• **ASSIGNED TASK**: Restate the records word for word, omitting nothing.

• **Natural language region descriptions**:
☆ ☆ ☆

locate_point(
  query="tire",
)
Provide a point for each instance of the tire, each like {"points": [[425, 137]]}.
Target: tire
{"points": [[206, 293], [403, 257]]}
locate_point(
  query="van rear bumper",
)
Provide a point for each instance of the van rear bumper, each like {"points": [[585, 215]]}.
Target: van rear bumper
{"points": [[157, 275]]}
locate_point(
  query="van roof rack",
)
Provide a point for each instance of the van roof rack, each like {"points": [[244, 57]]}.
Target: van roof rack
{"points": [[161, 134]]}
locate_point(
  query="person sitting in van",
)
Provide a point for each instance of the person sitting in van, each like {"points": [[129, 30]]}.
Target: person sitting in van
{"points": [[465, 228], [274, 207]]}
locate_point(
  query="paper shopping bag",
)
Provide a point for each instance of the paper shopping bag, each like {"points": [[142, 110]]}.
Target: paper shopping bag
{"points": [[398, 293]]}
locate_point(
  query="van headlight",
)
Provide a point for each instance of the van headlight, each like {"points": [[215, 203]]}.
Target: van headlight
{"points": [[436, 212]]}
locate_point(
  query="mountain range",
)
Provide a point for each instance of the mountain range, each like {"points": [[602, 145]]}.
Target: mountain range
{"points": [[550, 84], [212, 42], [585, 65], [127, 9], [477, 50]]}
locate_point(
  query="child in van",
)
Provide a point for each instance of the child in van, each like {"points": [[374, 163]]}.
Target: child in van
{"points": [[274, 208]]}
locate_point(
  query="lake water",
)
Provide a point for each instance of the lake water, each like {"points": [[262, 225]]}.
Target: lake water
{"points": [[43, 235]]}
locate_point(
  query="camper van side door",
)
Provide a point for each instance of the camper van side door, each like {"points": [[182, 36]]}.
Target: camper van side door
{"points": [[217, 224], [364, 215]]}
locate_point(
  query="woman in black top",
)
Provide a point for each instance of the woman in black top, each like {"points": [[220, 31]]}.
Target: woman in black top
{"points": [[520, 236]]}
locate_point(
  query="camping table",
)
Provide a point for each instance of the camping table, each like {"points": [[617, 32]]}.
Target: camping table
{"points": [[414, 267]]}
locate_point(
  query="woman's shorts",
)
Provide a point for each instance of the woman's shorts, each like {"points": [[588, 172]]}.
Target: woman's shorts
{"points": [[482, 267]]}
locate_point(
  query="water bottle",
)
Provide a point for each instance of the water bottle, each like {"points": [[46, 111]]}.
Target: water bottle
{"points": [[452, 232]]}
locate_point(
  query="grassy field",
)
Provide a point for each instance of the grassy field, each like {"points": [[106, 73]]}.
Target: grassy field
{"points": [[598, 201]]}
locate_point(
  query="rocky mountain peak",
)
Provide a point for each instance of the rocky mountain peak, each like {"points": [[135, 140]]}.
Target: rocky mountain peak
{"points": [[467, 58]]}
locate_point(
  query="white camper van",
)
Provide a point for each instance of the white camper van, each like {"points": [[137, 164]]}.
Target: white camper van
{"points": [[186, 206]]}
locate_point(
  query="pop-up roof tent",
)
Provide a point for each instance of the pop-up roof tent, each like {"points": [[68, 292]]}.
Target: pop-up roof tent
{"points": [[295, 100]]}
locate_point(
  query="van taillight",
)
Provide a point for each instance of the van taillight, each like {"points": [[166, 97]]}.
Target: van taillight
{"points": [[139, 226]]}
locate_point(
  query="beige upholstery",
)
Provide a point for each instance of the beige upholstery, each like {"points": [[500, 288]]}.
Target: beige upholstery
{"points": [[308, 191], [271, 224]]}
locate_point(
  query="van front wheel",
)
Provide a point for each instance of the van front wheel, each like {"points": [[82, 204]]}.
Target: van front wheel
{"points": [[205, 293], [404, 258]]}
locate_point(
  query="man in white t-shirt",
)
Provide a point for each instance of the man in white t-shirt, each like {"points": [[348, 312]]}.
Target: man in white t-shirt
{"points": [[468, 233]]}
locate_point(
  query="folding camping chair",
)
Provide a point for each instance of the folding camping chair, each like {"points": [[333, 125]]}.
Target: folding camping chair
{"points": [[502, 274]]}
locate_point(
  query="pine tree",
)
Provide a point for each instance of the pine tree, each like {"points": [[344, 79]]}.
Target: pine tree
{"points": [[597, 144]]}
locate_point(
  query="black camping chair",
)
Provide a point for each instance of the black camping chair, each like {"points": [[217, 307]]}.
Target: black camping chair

☆ ☆ ☆

• **FINISHED TASK**:
locate_point(
  query="tire",
)
Provide a point for each instance of the tire, each like {"points": [[425, 137]]}.
Target: tire
{"points": [[206, 293], [403, 257]]}
locate_point(
  query="van rear bumper",
)
Provide a point for each instance of the van rear bumper, each like {"points": [[585, 215]]}.
Target: van rear bumper
{"points": [[157, 275]]}
locate_point(
  query="van roof rack",
)
Provide a point for each instance of the van roof rack, each like {"points": [[244, 57]]}.
Target: van roof rack
{"points": [[161, 134]]}
locate_point(
  query="person sitting in van",
)
Provide a point for each instance of the person sitting in van, each like {"points": [[129, 30]]}.
Target: person sitting in van
{"points": [[465, 228], [274, 207]]}
locate_point(
  query="paper shopping bag",
)
Provide a point for each instance of the paper shopping bag, each like {"points": [[142, 110]]}.
Target: paper shopping bag
{"points": [[398, 293]]}
locate_point(
  query="van headlight",
)
Provide a point for each instance of the van headlight, each like {"points": [[215, 203]]}.
Target: van headlight
{"points": [[436, 212]]}
locate_point(
  query="mountain range",
)
Provide a point for each instance of the mountain range, each like {"points": [[602, 145]]}.
Target: mountain range
{"points": [[550, 84], [212, 42], [585, 65], [127, 9], [477, 50]]}
locate_point(
  query="child in van",
)
Provide a point for each instance of the child in van, each like {"points": [[374, 163]]}.
Target: child in van
{"points": [[274, 208]]}
locate_point(
  query="lake water",
)
Provide a point for each instance of the lake water, each like {"points": [[262, 225]]}.
Target: lake water
{"points": [[43, 235]]}
locate_point(
  query="camper van side door",
)
Provide a point for each instance of the camper van side door, each like {"points": [[182, 36]]}.
Target: camper van side door
{"points": [[217, 224], [364, 215]]}
locate_point(
  query="woman in black top",
)
Provide a point for each instance of the woman in black top, each like {"points": [[220, 31]]}.
Target: woman in black top
{"points": [[520, 236]]}
locate_point(
  query="camping table",
)
Provide a point for each instance of the camping table, each like {"points": [[617, 32]]}.
Target: camping table
{"points": [[414, 267]]}
locate_point(
  query="woman's shorts",
)
Provide a point for each instance of the woman's shorts, each like {"points": [[588, 172]]}.
Target: woman's shorts
{"points": [[482, 267]]}
locate_point(
  query="water bottle",
)
Provide a point for each instance of the water bottle, each like {"points": [[46, 111]]}.
Target: water bottle
{"points": [[452, 232]]}
locate_point(
  query="grassy field",
)
Provide a point for each instance of the grassy field, each like {"points": [[106, 73]]}.
Target: grassy field
{"points": [[598, 201]]}
locate_point(
  query="rocky mountain peak",
)
Provide a point for each instance of the rocky mountain peak, each like {"points": [[135, 140]]}.
Target: rocky mountain peak
{"points": [[467, 58]]}
locate_point(
  query="white camper van",
)
Provide a point for each instance of the white camper van, each like {"points": [[137, 164]]}.
Target: white camper van
{"points": [[186, 206]]}
locate_point(
  query="pop-up roof tent",
)
Provide a point for each instance of the pop-up roof tent, each like {"points": [[68, 292]]}.
Target: pop-up roof tent
{"points": [[295, 100]]}
locate_point(
  query="van taillight",
)
Provide a point for each instance of the van taillight, each like {"points": [[166, 97]]}.
Target: van taillight
{"points": [[139, 226]]}
locate_point(
  query="beige upholstery",
)
Provide a point for each instance of the beige upholstery, each like {"points": [[500, 288]]}.
Target: beige upholstery
{"points": [[308, 191], [271, 224]]}
locate_point(
  query="van front wheel",
)
Provide a point for each instance of the van front wheel, each like {"points": [[82, 204]]}.
Target: van front wheel
{"points": [[205, 293], [404, 258]]}
locate_point(
  query="man in white t-shirt",
)
Provide a point for each instance of the man in white t-shirt, each like {"points": [[348, 312]]}.
Target: man in white t-shirt
{"points": [[468, 233]]}
locate_point(
  query="folding camping chair",
)
Provide a point for each instance of the folding camping chair, each like {"points": [[333, 125]]}.
Target: folding camping chair
{"points": [[502, 274]]}
locate_point(
  query="pine tree",
)
Provide a point for each instance of the pine tree, each like {"points": [[344, 79]]}.
Target: pine tree
{"points": [[597, 144]]}
locate_point(
  query="black camping chair",
)
Provide a point for each instance of the black camping chair, each like {"points": [[217, 307]]}.
Target: black camping chair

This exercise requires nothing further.